Ausgangstext =

◆ ◆ ◆

Oneiros - Tödlicher Fluch (Markus Heitz)

Knaur (Mai 2012)
Taschenbuch, 624 Seiten
978-3426505908
€ 14,99 [D]

Genre: Fantasy


Klappentext

Der Bestatter
Er gilt als einer der Besten seines Fachs, denn er kennt den Tod wie kein anderer.

Die Wissenschaftlerin
Sie führt grausame Experimente durch, die nur ein Ziel haben: den Tod zu betrügen.

Der Mann auf der Flucht
Er flieht vor sich selbst und seine Fähigkeiten. Doch der Tod findet ihn überall.


Rezension

Der Traum vom ewigen Leben. Viele Menschen haben ihn, verlieben sich in die Idee, jung zu bleiben und die sterbliche Hülle nie zurückzulassen. Doch Konstantin Korff als einer von einigen wenigen weiß es besser. Unsterblich zu sein, ist ein Fluch. Er ist ein Todschläfer. Wenn er sich dem Schlaf hingibt, kommt der Schnitter und reißt alles Lebendige um ihn herum mit sich. Alles, nur Korff nicht, denn der Knochenmann kann ihn nicht sehen. Eine Tatsache, die andere seiner Sorte für finstere Zwecke nutzen, wie Konstantin genau weiß. Er möchte seine Vergangenheit hinter sich lassen und sein neues Leben so gut es geht genießen. Doch dann taucht Iva auf, die Frau seiner Träume und so kehrt der Wunsch nach einem Mittel, den Fluch aufzuheben zurück. Sein Freund und Agent im Dienste der Queen bringt ihn auf eine neue Fährte, gleichzeitig bitter er ihn aber auch, ihm seine Fähigkeiten zur Verfügung zu stellen, um einen Mann zu finden. Einen Todschläfer, mächtiger als jeder Andere und ebenso gefährlich.

◆ ◆ ◆

Zu lösende Aufgaben =
1) Übernimm aus der Besprechung zu „Oneiros“ wortgetreu alles von „Der Bestatter“ bis hinunter zu „findet ihn überall.“.
2) Führe die Besprechung zu „Oneiros“ im Anschluss an ihren letzten Satz weiter.

◆ ◆ ◆

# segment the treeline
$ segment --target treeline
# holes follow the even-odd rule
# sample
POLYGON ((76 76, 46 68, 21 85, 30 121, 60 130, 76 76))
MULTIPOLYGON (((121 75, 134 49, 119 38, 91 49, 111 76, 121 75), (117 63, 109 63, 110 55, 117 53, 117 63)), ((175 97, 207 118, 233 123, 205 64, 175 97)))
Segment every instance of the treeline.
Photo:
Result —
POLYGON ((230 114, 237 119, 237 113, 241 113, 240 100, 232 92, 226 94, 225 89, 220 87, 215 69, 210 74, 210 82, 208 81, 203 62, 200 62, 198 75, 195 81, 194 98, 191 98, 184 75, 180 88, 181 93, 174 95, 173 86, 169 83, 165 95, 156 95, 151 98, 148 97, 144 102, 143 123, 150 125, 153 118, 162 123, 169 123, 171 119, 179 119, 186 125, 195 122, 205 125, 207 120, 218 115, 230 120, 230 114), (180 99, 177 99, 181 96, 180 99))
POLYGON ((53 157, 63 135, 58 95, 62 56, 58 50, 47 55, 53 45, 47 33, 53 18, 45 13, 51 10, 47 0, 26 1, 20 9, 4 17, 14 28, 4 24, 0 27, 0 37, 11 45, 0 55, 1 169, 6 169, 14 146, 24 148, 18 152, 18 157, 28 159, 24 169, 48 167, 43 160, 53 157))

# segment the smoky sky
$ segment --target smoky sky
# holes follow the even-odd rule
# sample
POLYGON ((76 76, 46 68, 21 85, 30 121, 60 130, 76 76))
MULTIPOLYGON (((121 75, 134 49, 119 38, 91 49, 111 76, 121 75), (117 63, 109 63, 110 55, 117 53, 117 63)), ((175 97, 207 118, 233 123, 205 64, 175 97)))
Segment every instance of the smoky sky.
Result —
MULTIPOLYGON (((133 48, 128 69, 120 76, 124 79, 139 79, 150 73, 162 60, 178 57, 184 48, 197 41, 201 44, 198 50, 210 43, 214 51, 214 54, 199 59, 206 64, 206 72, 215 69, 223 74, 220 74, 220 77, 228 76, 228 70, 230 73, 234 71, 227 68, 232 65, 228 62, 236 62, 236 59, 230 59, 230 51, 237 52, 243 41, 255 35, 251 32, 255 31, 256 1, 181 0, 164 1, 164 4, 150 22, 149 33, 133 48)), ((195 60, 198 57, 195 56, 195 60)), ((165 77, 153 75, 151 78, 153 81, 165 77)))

◆ ◆ ◆

Geordnete Ergebnisse =
1)
Der Bestatter
Er gilt als einer der Besten seines Fachs, denn er kennt den Tod wie kein anderer.

Die Wissenschaftlerin
Sie führt grausame Experimente durch, die nur ein Ziel haben: den Tod zu betrügen.

Der Mann auf der Flucht
Er flieht vor sich selbst und seine Fähigkeiten. Doch der Tod findet ihn überall.

2)
Eins muss man Markus Heitz lassen, er ruht sich nie auf seinen Lorbeeren aus, sucht immer neue Wege, neue Genres und innovative Möglichkeiten, den Leser zu unterhalten. Bei Ausflügen aus der High-Fantasy zu Science Fiction, Horror und Mystery ist es natürlich schwer, es jedem Recht zu machen und deshalb kehrt er erfreulicherweise auch immer wieder zu seinen Welten zurück. „Oneiros“ ist inhaltlich mit keinem bisherigen Heitz-Roman vergleichbar. Er verzichtet gänzlich auf bekannt Figuren wie Werwölfe, Vampire, Zwerge und Konsorten sondern wagt eine Neuschöpfung, den Todesschläfer. Tatsächlich erschafft er dadurch eine neue Perspektive auf das ewige Leben. Eine Version, in der es schlimme Auswirkungen auf Normalsterbliche hat, in der etwas so Fundamentales wie Schlaf eine Waffe wird. Heitz schöpft das Potential dieser Idee eigentlich ganz gut aus. „Oneiros“ ist ein spannendes Buch, auch wenn der Einstieg noch etwas langatmig ist. Action, mit der sich der Autor inzwischen bestens auskennt, gibt es genug, ist nett in Szene gesetzt und insgesamt wird der Leser bis zum Schluss unterhalten. Dennoch gehört der Roman nicht zu seinen besten. Bei seinem Science-Fiction-Roman „Collector“ hat er sich – nach eigenen Aussagen – nicht auf die „Science“, also Wissenschaft, konzentriert, sondern wollte unterhalten. Auch hier hat er letztlich den Bogen nicht so weit gespannt und darauf verzichtet, sich tiefgründig mit dem Thema der Unsterblichkeit auseinanderzusetzen. Vielmehr lag der Unterhaltungfaktor im Vordergrund.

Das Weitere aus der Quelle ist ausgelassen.